Segment Start: Source document

The Poetry Project

Other People’s News

Former editors pick favorites from the archive

Nearly forty people in fifty years have edited the Poetry Project Newsletter, most in two-year stints held successively between 1973 and 2019. I asked the living editors, past and present, to tell me about their favorite PPNL issue that they didn’t edit themselves. In their replies, you can hear what enlivened their imaginations while they were heading up the journal. I like that a couple points stand out for writers across the decades: Frances LeFevre’s ingenious years editing the Newsletter in the late 70s, or the genre of the Newsletter interview. — Kay Gabriel

BRENDA COULTAS (NL Editor 1998-1999)

Issue #144, edited by Lynn Crawford (Feb-March 1992): Because it feels good in my hands and pleases my eyes, I love the calendar with a Lori Landes drawing titled After the Revolution: woman in a bathing suit reading on a beach under palm trees.

Folded into quarters, heavy enough paper, meant to be posted on your wall like the Poetry Calendar, a broadsheet of all the readings for the month. Poets running to St Mark’s bookshop to grab one from the foyer.

And #144 was published a couple of years before I joined the staff. So I think of the poets I just missed meeting, like Joe Brainard who read in the “James Schuyler: Hymn to Life” evening.

GREG MASTERS (NL Editor 1980-1983)

Segment End: Source document
Segment Start: Records

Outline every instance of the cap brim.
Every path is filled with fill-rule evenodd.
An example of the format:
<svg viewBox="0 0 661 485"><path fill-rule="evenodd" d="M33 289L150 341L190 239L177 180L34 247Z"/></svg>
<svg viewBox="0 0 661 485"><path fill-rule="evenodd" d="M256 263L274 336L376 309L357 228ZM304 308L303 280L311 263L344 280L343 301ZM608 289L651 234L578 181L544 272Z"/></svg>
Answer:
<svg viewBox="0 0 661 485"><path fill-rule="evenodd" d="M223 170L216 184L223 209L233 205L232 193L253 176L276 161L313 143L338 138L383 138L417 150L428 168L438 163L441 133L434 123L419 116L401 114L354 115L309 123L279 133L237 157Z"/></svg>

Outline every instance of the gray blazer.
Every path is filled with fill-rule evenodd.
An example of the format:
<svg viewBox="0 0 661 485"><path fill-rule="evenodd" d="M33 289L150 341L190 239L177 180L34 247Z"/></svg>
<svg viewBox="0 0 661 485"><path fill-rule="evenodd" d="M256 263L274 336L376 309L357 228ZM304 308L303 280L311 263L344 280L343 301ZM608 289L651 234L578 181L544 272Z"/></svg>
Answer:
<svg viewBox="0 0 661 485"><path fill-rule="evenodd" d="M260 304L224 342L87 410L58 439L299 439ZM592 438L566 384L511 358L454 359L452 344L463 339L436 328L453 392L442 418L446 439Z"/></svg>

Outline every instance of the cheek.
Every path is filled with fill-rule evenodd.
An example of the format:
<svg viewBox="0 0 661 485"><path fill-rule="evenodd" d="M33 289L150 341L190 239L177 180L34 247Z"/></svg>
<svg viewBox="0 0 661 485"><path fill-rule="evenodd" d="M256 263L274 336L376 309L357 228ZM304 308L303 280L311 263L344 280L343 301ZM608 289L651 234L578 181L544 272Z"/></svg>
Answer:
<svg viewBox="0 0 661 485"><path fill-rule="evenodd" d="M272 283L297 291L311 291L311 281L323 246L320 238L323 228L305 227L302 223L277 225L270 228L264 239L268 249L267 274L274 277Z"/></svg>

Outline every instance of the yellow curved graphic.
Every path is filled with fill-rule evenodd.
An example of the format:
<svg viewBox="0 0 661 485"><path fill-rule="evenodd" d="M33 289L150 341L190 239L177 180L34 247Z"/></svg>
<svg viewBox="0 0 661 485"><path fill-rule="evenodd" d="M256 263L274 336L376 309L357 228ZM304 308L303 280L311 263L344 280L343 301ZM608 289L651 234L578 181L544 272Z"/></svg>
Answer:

Segment End: Records

**Work task:** In the newsletter piece, what is the title of the Lori Landes drawing on the calendar in Issue #144? You can skip the lines.

**Finished exercise:** After the Revolution